SOURCE TEXT —
Y4S1 Distributed Systems ZooKeeper Assignment.
An application which uses Apache ZooKeeper to monitor and automatically heal a cluster of workers. The cluster healer will launch the requested number of workers, then monitor the cluster to ensure that the requested number of workers is running. If a worker dies, the cluster healer should launch more workers to keep the total number of workers at the requested number.
On startup, the cluster healer:
-
Connects to ZooKeeper.
-
Checks if the
/workers
parent znode exists, and if it doesn't, creates it. -
Starts the requested number of workers.
- The number of workers and the path to the worker application are passed in as command-line arguments.
-
Watch the cluster to check if workers die.
- Replacement workers are started when workers die.
- The number of running workers should always be the requested number.
A worker application, faulty-worker.jar
is included in this repository. On startup, this application connects to Zookeeper and creates an ephemeral, sequential znode called worker_
under the /workers
parent znode, e.g. /workers /worker_0000001
. This worker is programmed to continually crash at random intervals, which will cause the znode it created to be removed.

(Records from a collection)
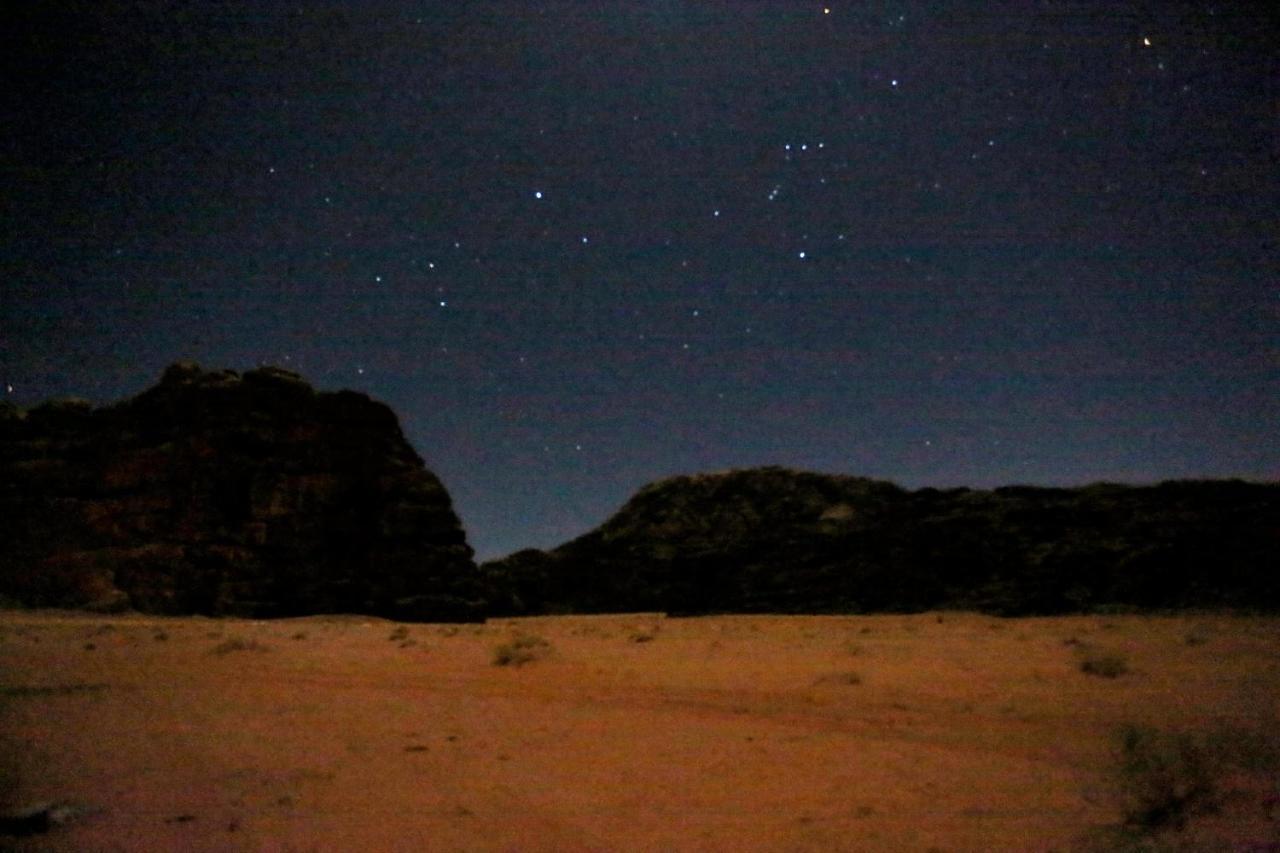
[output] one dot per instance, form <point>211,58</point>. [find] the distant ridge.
<point>772,539</point>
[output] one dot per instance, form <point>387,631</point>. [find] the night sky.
<point>583,245</point>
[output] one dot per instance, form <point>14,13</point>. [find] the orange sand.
<point>950,731</point>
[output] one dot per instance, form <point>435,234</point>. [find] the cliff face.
<point>780,541</point>
<point>223,493</point>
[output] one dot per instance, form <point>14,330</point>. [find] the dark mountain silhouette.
<point>223,493</point>
<point>780,541</point>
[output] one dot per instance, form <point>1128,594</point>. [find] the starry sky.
<point>581,245</point>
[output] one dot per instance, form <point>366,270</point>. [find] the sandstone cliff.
<point>224,493</point>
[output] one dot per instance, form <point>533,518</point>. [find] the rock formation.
<point>780,541</point>
<point>224,493</point>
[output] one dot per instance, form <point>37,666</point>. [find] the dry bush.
<point>237,644</point>
<point>845,679</point>
<point>1104,664</point>
<point>520,651</point>
<point>1162,779</point>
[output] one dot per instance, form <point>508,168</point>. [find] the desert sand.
<point>933,731</point>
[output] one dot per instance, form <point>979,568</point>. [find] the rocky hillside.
<point>780,541</point>
<point>224,493</point>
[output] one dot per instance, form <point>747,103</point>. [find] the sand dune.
<point>947,731</point>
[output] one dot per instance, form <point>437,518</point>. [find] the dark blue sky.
<point>579,246</point>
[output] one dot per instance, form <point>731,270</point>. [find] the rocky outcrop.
<point>778,541</point>
<point>216,492</point>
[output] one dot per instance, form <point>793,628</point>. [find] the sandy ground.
<point>935,731</point>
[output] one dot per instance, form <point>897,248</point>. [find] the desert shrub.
<point>1104,664</point>
<point>1162,779</point>
<point>845,679</point>
<point>520,651</point>
<point>238,644</point>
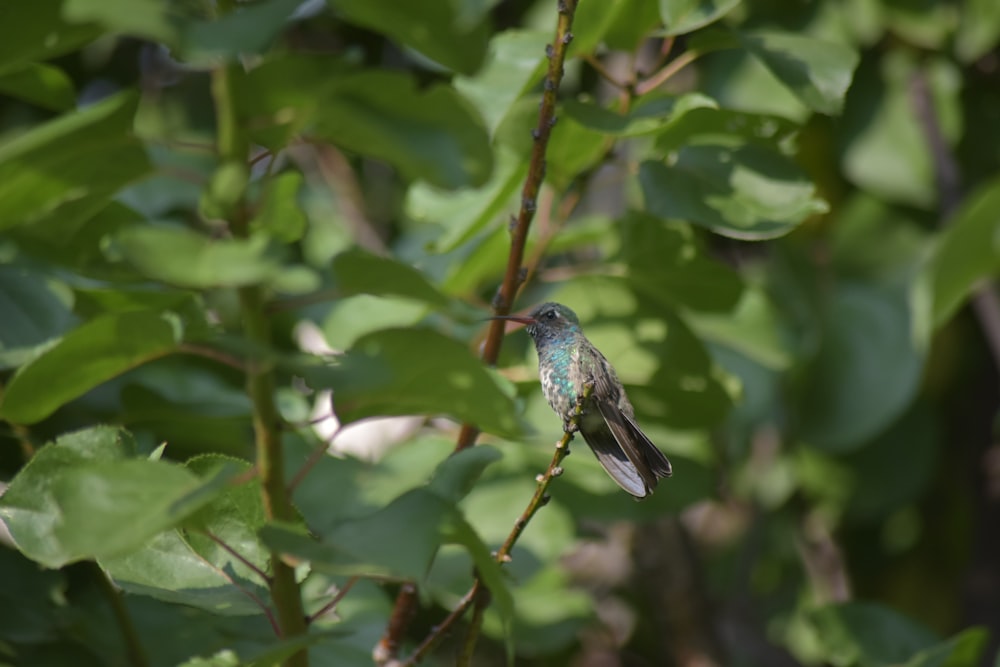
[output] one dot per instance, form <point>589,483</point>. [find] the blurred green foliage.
<point>769,217</point>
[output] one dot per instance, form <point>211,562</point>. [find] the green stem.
<point>285,593</point>
<point>133,647</point>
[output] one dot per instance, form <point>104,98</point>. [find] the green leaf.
<point>80,498</point>
<point>747,192</point>
<point>39,31</point>
<point>665,261</point>
<point>44,85</point>
<point>369,546</point>
<point>279,214</point>
<point>817,72</point>
<point>415,371</point>
<point>185,258</point>
<point>149,19</point>
<point>885,149</point>
<point>867,635</point>
<point>189,567</point>
<point>866,371</point>
<point>35,310</point>
<point>438,30</point>
<point>967,252</point>
<point>84,358</point>
<point>430,134</point>
<point>978,31</point>
<point>247,29</point>
<point>455,476</point>
<point>684,16</point>
<point>963,650</point>
<point>83,157</point>
<point>512,65</point>
<point>358,271</point>
<point>464,213</point>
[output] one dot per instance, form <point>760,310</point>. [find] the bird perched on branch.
<point>566,362</point>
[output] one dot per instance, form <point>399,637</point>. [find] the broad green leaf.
<point>868,635</point>
<point>967,253</point>
<point>415,371</point>
<point>884,147</point>
<point>188,566</point>
<point>466,212</point>
<point>35,309</point>
<point>866,371</point>
<point>978,31</point>
<point>369,546</point>
<point>84,358</point>
<point>752,328</point>
<point>456,475</point>
<point>279,214</point>
<point>183,257</point>
<point>81,158</point>
<point>166,568</point>
<point>430,134</point>
<point>249,28</point>
<point>684,16</point>
<point>44,85</point>
<point>747,192</point>
<point>880,485</point>
<point>665,261</point>
<point>358,271</point>
<point>511,66</point>
<point>36,31</point>
<point>816,71</point>
<point>149,19</point>
<point>963,650</point>
<point>573,149</point>
<point>82,497</point>
<point>438,30</point>
<point>355,316</point>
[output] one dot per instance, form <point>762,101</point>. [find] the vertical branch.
<point>387,649</point>
<point>285,593</point>
<point>514,275</point>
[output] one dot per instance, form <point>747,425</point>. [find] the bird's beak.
<point>513,318</point>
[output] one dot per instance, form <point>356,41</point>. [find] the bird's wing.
<point>610,455</point>
<point>632,442</point>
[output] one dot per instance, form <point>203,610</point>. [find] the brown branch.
<point>387,649</point>
<point>538,500</point>
<point>513,277</point>
<point>947,177</point>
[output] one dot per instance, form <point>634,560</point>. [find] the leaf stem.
<point>133,646</point>
<point>260,385</point>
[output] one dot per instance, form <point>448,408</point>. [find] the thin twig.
<point>237,555</point>
<point>668,70</point>
<point>338,596</point>
<point>213,354</point>
<point>599,67</point>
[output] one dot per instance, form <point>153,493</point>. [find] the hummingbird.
<point>566,362</point>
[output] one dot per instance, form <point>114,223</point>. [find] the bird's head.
<point>549,321</point>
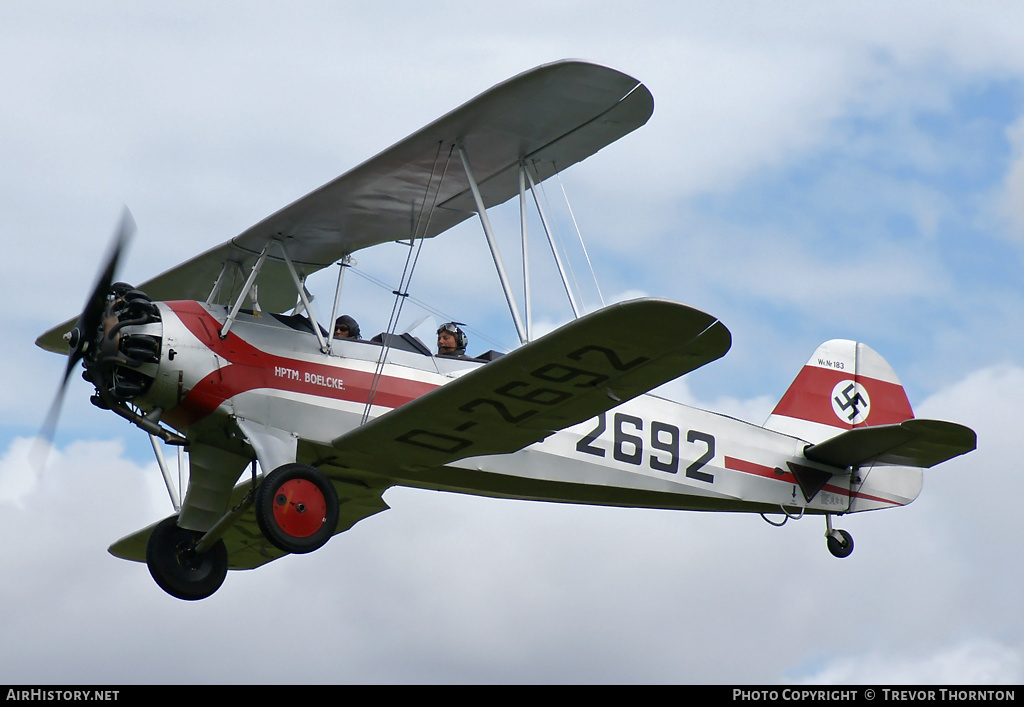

EXERCISE TASK — Transcribe the ZooKeeper assignment description above in full, with no changes.

FINAL RESULT —
Y4S1 Distributed Systems ZooKeeper Assignment.
An application which uses Apache ZooKeeper to monitor and automatically heal a cluster of workers. The cluster healer will launch the requested number of workers, then monitor the cluster to ensure that the requested number of workers is running. If a worker dies, the cluster healer should launch more workers to keep the total number of workers at the requested number.
On startup, the cluster healer:
-
Connects to ZooKeeper.
-
Checks if the
/workers
parent znode exists, and if it doesn't, creates it. -
Starts the requested number of workers.
- The number of workers and the path to the worker application are passed in as command-line arguments.
-
Watch the cluster to check if workers die.
- Replacement workers are started when workers die.
- The number of running workers should always be the requested number.
A worker application, faulty-worker.jar
is included in this repository. On startup, this application connects to Zookeeper and creates an ephemeral, sequential znode called worker_
under the /workers
parent znode, e.g. /workers /worker_0000001
. This worker is programmed to continually crash at random intervals, which will cause the znode it created to be removed.